##### 本文抜粋 #####

開発のテーマは『地域で暮らすたったひとりの大切な人のワガママを叶えるアプリ』。
壇上では1組7分で、アプリを作りたいと思ったきっかけやそこから見えた社会課題、それをアプリでどう解決するのかを発表。
クリエイティビティ、インパクト、デザイン、テクニカルスキルという基準で審査されました。
いくつかのアプリを紹介しましょう。
高齢者施設にいる曽祖母への愛情が生んだ超高齢社会を笑顔にする写真共有アプリ
施設に入っている曽祖母ともっと家族で繋がりたい、曽祖母にはもっと外の社会と繋がってほしい。
茨城県の高校2年柴陽菜乃さんは、そのような思いから、超高齢社会において高齢者が施設の暮らしをもっと楽しく、長生きしてよかったと思えるようにと、家族と安心して繋がれる高齢者向けの写真共有アプリを開発。
友達のように怪我をする人を減らしたいという気持ちから思いついた安全な移動を実現する位置情報共有アプリ
友達が登下校中に道路の穴にはまり怪我をした経験から、どこに穴があるのかを共有し、自転車事故を事前に防ぐことで、安心して登下校できるようにしたいと考えた岩手県の田村光惺さんと吉田朝陽さん。
さらに、「なぜ穴が開くのか」を把握できれば、そもそも穴ができること自体を減らせるのではないかと着目し、道路の穴を見つけたら記録・情報共有できるアプリを開発。

##### データ抜粋 #####

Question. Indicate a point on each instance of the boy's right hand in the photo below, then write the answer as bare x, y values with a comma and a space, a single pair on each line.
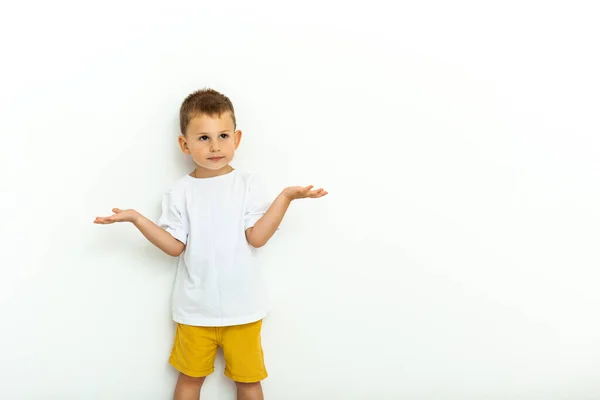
118, 216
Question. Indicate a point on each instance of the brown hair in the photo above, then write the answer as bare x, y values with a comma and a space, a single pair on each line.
205, 101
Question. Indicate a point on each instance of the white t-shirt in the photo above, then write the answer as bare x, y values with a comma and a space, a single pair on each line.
218, 282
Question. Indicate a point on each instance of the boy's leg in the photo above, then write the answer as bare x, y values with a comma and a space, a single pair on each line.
244, 361
188, 388
249, 391
193, 355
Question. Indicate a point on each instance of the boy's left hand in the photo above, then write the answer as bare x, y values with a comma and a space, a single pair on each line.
303, 192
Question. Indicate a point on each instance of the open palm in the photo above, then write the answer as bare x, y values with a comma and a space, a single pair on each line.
118, 216
303, 192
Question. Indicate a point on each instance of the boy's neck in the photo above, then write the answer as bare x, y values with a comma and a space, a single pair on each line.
200, 172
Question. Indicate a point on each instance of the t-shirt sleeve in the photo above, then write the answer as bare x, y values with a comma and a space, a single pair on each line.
258, 202
173, 219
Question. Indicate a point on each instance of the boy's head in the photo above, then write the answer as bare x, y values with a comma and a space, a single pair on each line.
208, 129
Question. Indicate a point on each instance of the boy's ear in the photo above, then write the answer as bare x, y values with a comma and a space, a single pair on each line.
237, 137
183, 144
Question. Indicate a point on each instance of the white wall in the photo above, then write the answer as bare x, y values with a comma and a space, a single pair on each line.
456, 256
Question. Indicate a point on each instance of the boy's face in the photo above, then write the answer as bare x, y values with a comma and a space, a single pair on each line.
211, 141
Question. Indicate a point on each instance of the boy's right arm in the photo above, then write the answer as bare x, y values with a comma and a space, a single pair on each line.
154, 233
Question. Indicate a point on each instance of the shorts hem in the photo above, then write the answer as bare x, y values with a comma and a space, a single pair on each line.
189, 372
245, 379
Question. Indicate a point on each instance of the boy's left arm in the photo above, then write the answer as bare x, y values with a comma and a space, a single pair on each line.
265, 228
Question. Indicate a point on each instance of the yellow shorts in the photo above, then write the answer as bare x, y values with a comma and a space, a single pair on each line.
195, 349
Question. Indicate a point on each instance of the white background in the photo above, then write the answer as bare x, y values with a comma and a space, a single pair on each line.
456, 256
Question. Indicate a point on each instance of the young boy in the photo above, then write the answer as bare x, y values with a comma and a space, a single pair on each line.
211, 219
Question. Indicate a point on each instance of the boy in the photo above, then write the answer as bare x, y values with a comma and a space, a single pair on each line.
211, 219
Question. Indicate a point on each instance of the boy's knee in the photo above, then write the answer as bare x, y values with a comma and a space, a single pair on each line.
190, 380
248, 386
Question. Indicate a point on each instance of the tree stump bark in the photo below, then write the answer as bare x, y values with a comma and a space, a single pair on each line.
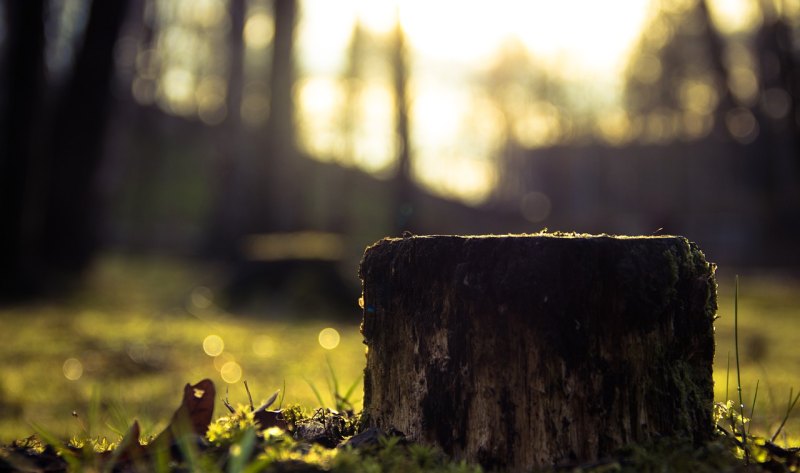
533, 350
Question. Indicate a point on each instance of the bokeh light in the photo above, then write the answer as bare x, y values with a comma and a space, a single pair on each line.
329, 338
73, 369
213, 345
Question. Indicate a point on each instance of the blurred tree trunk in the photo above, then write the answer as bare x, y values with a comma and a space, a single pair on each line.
75, 150
403, 185
779, 121
229, 213
276, 188
19, 157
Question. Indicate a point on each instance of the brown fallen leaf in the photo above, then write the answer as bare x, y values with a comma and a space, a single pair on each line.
193, 415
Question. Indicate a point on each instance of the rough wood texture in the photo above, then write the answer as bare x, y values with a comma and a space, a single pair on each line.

#####

練習問題>
**1.** アプリ開発の発表についての本文では、審査の基準としてどのような項目が挙げられていますか。
**2.** アプリ開発の発表を紹介する本文の最後の文に続けて、その先を書き進めなさい。

解答例>
**1.** クリエイティビティ、インパクト、デザイン、テクニカルスキルの四つです。

**2.**
防災食が美味しくないという経験から思いついたローリングストックをサポートするスケジュール管理アプリ
自宅の炊飯器の都合で防災食を食べた際に、美味しく感じなかった経験から、「災害時でも美味しいものを食べたい」と考えた茨城県の大黑屋海斗さんと趙軒輝さん。
その思いから、「美味しい食事があれば、被災者が少しでも前向きになれるかもしれない」と発想を広げ、レトルト食品の賞味期限を管理し、適切に買い足せるローリングストック支援アプリを開発。
グランプリは中学2年生の2人が受賞
今回が初のオフライン開催となった本アワードでは、2名がグランプリに輝きました。
受賞したのは栃木県の佐野帆那さんと北海道の福永紗良さん。ともに中学2年生です。
忙しい母を助けたいということから始まった地域のSDGsにも向き合えるレシピ提案アプリ「ちょクック」
栃木県の中学2年生・佐野帆那さんが開発したのは、料理好きだけれど忙しい母親が、栄養バランスを考えつつ、材料を無駄にせずにレシピを考えられるようにしたいという思いから生まれたアプリです。
レシートの写真を撮るだけでAIがレシピを提案する仕組みで、食品ロスの発生量が全国でも多い栃木県の課題にも向き合いました。
このアプリ開発では、佐野さんの「忙しい母親の力になりたい」という気持ちと、それを形にする行動力が高く評価されました。特に、今回の参加者の中でも最も熱心に学び、唯一AIとOCRの技術を組み合わせてレシートを解析し、レシピを生成する仕組みをほぼ自力で完成させた点が大きな注目を集めました。さらに、メンターやテクニカルチームも思いつかなかった技術の組み合わせを実現したことも決め手となり、受賞に至りました。
受賞について佐野さんは次のようにコメントしました。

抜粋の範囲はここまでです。